» **MATERIAL FOR THE TASK**:
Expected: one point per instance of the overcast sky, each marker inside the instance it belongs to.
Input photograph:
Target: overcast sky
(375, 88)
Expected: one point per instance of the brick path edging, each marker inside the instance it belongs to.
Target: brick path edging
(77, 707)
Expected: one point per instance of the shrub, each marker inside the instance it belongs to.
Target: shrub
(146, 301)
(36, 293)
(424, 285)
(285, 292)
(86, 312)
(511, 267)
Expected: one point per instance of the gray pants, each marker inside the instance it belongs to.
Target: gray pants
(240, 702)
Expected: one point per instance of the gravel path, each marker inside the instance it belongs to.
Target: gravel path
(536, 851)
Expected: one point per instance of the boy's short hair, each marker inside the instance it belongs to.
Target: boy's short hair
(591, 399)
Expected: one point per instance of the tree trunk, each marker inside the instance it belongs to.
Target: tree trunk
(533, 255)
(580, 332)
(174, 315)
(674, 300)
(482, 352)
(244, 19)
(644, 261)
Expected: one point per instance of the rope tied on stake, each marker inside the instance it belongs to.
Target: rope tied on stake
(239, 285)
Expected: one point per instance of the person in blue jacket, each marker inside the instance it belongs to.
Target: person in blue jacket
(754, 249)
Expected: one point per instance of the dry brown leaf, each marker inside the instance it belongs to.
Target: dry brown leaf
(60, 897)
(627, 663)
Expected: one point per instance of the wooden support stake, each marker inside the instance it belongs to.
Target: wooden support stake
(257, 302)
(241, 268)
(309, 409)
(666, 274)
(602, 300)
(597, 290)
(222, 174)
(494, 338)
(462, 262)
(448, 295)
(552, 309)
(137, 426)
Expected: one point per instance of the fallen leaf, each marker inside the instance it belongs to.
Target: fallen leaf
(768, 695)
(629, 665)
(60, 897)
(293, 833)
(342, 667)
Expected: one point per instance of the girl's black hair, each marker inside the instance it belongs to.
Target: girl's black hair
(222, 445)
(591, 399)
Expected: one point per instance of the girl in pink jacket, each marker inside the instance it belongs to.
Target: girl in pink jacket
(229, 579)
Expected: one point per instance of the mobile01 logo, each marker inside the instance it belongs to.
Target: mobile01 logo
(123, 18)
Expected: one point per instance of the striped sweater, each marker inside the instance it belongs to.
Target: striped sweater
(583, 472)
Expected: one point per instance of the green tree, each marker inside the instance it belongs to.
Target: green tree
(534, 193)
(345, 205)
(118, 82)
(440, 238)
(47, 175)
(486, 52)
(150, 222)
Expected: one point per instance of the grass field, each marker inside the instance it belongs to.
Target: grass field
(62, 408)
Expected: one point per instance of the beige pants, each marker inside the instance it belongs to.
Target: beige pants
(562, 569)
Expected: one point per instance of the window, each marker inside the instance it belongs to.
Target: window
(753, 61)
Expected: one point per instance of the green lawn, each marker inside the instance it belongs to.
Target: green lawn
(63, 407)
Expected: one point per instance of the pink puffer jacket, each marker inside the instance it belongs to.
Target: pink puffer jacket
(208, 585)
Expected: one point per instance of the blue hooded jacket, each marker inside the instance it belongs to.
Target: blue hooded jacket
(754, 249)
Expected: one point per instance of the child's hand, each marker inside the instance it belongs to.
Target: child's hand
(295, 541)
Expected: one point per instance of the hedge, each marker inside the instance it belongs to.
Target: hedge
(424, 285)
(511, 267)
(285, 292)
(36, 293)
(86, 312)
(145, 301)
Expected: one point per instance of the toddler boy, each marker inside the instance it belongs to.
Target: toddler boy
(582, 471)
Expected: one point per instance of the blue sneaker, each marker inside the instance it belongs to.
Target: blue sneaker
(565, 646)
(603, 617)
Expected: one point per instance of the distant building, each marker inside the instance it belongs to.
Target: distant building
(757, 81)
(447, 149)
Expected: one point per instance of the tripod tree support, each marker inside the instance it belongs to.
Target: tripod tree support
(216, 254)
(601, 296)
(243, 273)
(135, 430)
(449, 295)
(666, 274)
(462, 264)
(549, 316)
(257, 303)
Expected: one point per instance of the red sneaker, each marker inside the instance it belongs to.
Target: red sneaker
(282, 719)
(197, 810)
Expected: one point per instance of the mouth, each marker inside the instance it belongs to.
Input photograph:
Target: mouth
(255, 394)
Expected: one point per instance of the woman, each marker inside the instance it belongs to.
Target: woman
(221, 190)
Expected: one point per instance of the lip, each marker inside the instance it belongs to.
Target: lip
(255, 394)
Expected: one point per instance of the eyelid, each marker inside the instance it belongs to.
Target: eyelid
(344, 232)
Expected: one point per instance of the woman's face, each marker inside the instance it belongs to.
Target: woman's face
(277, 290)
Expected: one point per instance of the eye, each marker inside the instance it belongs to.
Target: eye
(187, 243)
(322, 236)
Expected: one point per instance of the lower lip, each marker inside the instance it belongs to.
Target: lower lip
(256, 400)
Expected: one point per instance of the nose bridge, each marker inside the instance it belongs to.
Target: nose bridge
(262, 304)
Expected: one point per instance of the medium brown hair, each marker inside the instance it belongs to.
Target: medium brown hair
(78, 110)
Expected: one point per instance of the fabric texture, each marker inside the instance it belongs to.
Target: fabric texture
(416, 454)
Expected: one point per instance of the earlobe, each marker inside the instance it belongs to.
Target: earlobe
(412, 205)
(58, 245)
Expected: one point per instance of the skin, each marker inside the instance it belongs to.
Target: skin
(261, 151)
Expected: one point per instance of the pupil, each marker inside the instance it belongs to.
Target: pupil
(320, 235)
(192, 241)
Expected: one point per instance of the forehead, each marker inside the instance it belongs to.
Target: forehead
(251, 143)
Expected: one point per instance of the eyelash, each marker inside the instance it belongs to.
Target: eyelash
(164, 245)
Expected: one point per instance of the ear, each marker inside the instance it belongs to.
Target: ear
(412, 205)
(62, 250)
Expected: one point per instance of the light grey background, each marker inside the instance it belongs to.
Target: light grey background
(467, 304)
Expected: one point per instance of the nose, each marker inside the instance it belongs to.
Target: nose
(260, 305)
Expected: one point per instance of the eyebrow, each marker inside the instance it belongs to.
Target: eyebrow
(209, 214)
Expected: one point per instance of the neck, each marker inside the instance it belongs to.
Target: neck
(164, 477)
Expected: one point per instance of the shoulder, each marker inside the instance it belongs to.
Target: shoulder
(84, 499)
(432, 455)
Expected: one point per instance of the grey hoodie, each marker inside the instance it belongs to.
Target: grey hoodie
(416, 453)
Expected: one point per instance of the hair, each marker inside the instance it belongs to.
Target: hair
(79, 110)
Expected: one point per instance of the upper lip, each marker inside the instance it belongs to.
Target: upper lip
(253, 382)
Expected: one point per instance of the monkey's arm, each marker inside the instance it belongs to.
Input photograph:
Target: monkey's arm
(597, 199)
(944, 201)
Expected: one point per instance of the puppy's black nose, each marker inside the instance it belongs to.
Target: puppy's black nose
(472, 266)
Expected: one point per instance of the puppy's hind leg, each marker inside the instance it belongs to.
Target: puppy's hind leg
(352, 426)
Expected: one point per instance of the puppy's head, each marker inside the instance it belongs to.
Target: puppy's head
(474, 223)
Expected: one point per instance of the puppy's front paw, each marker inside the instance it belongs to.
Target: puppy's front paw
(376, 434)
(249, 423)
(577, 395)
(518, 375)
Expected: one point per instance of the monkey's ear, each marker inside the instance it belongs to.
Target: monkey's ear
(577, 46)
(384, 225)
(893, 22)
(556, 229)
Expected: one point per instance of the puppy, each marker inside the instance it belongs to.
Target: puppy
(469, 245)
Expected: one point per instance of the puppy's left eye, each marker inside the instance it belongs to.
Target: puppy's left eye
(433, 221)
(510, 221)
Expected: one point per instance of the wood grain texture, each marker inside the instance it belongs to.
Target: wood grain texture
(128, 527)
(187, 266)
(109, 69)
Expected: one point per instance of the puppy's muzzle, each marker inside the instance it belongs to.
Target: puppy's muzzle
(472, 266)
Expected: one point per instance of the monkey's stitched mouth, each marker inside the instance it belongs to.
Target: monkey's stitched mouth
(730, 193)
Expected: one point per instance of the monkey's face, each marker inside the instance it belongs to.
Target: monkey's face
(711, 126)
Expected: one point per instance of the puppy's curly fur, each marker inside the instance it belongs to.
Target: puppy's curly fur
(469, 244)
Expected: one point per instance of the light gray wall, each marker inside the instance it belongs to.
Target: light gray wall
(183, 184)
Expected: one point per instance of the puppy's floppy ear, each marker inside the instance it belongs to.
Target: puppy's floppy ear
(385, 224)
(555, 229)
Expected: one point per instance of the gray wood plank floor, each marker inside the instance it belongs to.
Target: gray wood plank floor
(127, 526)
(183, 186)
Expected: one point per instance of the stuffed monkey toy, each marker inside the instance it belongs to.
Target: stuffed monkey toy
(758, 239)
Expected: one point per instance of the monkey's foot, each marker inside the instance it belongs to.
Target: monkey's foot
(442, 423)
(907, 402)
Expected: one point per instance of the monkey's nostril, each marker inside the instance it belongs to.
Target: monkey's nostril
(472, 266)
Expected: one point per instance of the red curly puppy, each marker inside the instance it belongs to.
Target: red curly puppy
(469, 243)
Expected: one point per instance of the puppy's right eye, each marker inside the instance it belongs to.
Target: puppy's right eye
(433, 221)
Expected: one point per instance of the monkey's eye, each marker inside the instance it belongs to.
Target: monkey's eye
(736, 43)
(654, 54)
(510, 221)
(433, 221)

» **TASK DETAILS**:
The lines above starting at the one that contains "Expected: one point per instance of the nose bridge, each" and ending at the one that contains "Expected: one point per instance of the ear, each" must be transcribed exactly, and no other lines may appear.

» **RESPONSE TO THE TASK**:
Expected: one point per instance of the nose bridge, each marker inside the instance it belongs to.
Target: nose bridge
(262, 304)
Expected: one point per instance of the medium brown hair, each marker inside the instance it belongs to.
Target: medium brown hair
(78, 110)
Expected: one point per instance of the fabric texture, each marker inside the instance it belongs to.
Target: fabric texture
(416, 454)
Expected: one point per instance of the earlobe, each marker inside the instance it belongs to.
Target: earlobe
(412, 205)
(58, 245)
Expected: one point per instance of the skin, each marker inside the instance it belongs to.
Target: skin
(261, 151)
Expected: one point per instance of the pupil, each marker inside the instance it belongs to.
Target: pupil
(320, 235)
(192, 241)
Expected: one point per instance of the forehead, each marker inside the instance it belongs to.
Target: forehead
(251, 143)
Expected: one point per instance of the eyelash, each marker inside the instance it belongs to.
Target: eyelash
(164, 245)
Expected: one point per instance of the ear, each marker inside the instance it belongs to.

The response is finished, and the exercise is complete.